Data:
------------------------------------------------

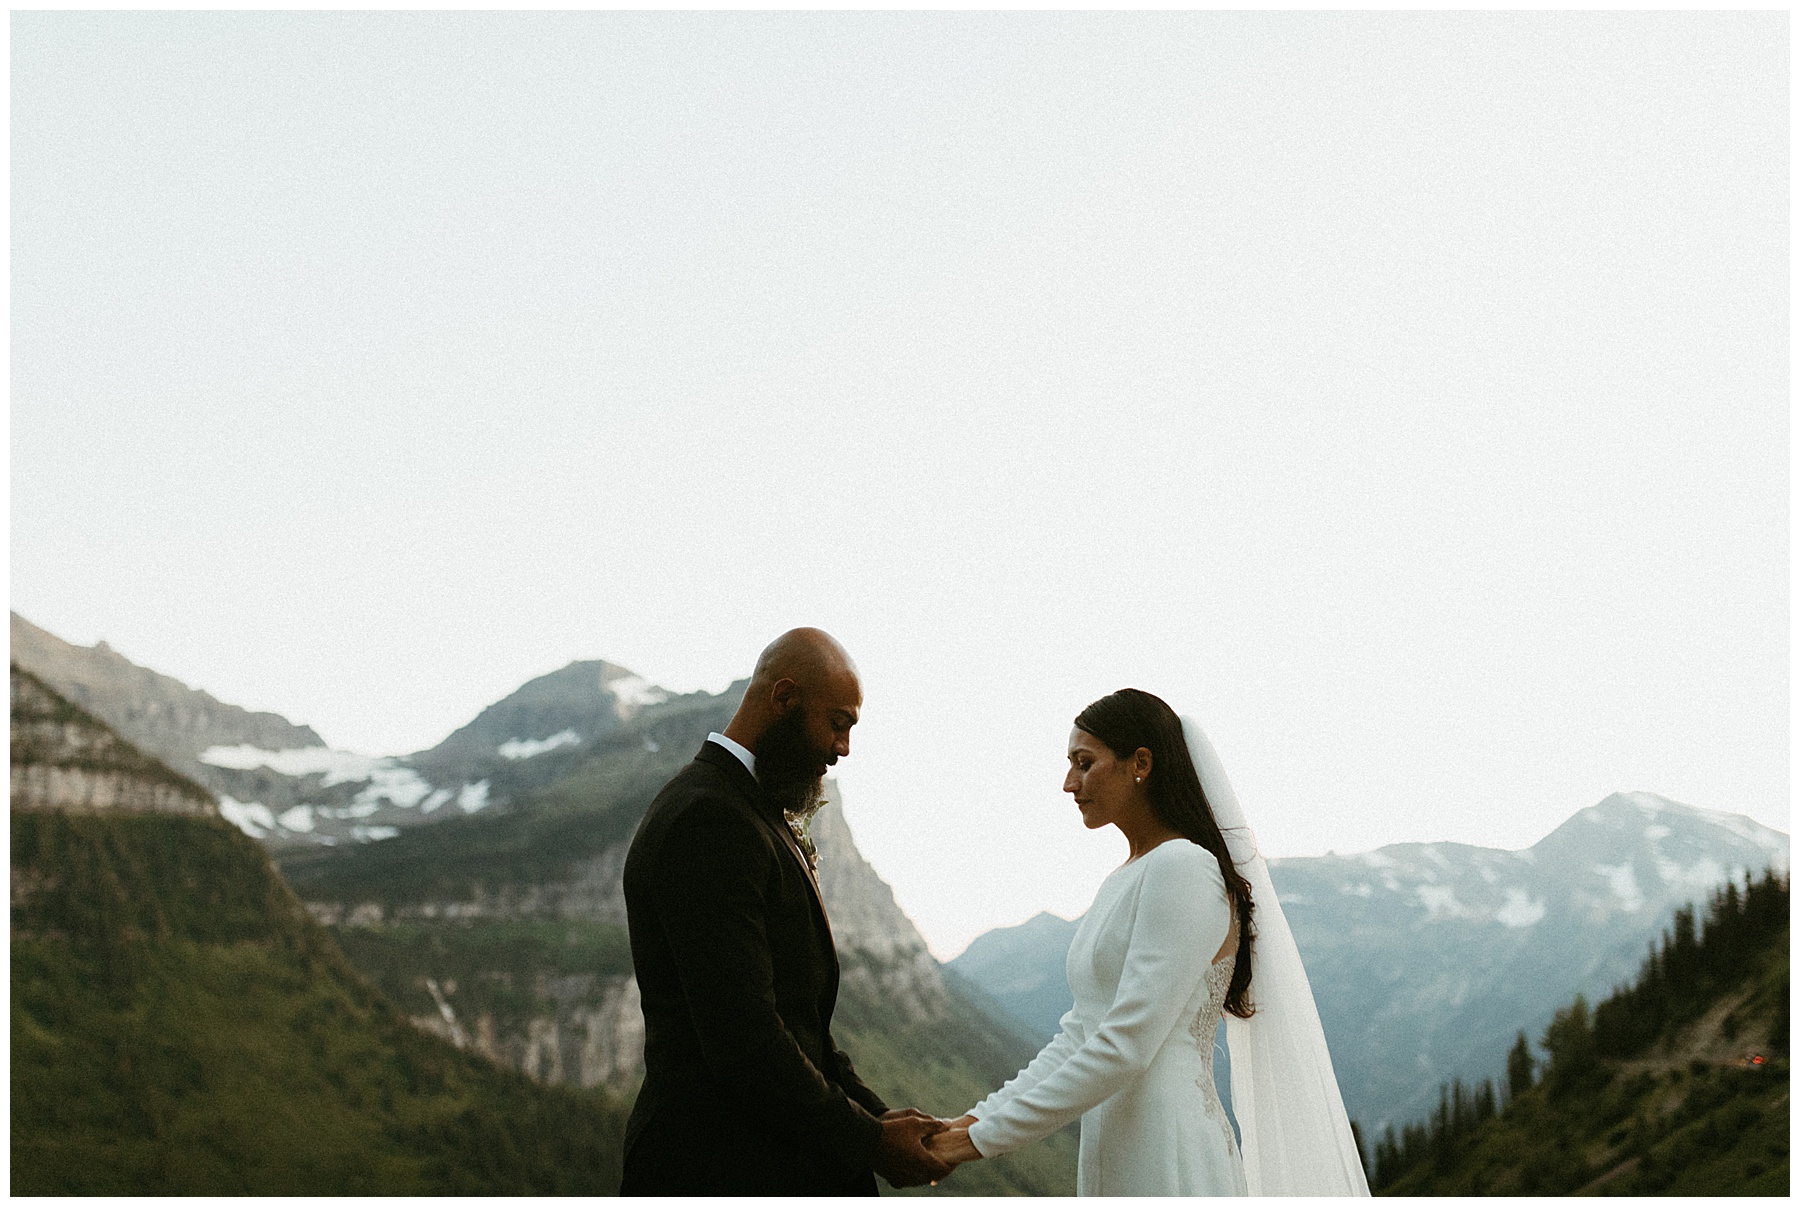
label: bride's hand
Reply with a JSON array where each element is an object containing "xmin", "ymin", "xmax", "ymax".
[{"xmin": 925, "ymin": 1119, "xmax": 984, "ymax": 1166}]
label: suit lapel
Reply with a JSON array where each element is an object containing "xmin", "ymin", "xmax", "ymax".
[
  {"xmin": 776, "ymin": 816, "xmax": 830, "ymax": 921},
  {"xmin": 696, "ymin": 741, "xmax": 832, "ymax": 929}
]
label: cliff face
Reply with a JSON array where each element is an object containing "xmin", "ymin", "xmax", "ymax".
[
  {"xmin": 11, "ymin": 664, "xmax": 216, "ymax": 817},
  {"xmin": 304, "ymin": 781, "xmax": 949, "ymax": 1093},
  {"xmin": 811, "ymin": 782, "xmax": 952, "ymax": 1024},
  {"xmin": 407, "ymin": 967, "xmax": 648, "ymax": 1094}
]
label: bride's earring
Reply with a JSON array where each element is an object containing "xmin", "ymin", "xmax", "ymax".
[{"xmin": 1135, "ymin": 776, "xmax": 1142, "ymax": 784}]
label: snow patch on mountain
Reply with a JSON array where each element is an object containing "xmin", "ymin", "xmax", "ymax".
[
  {"xmin": 1593, "ymin": 861, "xmax": 1644, "ymax": 911},
  {"xmin": 607, "ymin": 674, "xmax": 670, "ymax": 710},
  {"xmin": 498, "ymin": 730, "xmax": 580, "ymax": 760},
  {"xmin": 458, "ymin": 780, "xmax": 491, "ymax": 814},
  {"xmin": 353, "ymin": 765, "xmax": 434, "ymax": 809},
  {"xmin": 199, "ymin": 744, "xmax": 439, "ymax": 813},
  {"xmin": 1495, "ymin": 888, "xmax": 1547, "ymax": 928},
  {"xmin": 219, "ymin": 796, "xmax": 277, "ymax": 837},
  {"xmin": 278, "ymin": 805, "xmax": 316, "ymax": 834},
  {"xmin": 1415, "ymin": 884, "xmax": 1468, "ymax": 919},
  {"xmin": 1649, "ymin": 854, "xmax": 1730, "ymax": 889},
  {"xmin": 201, "ymin": 744, "xmax": 378, "ymax": 782},
  {"xmin": 218, "ymin": 793, "xmax": 405, "ymax": 843}
]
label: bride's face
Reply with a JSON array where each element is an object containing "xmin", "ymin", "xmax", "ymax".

------------------------------------------------

Problem to work on: Report each line of the data that includes the string "bride".

Exercise output:
label: bride's hand
label: bride's earring
label: bride's face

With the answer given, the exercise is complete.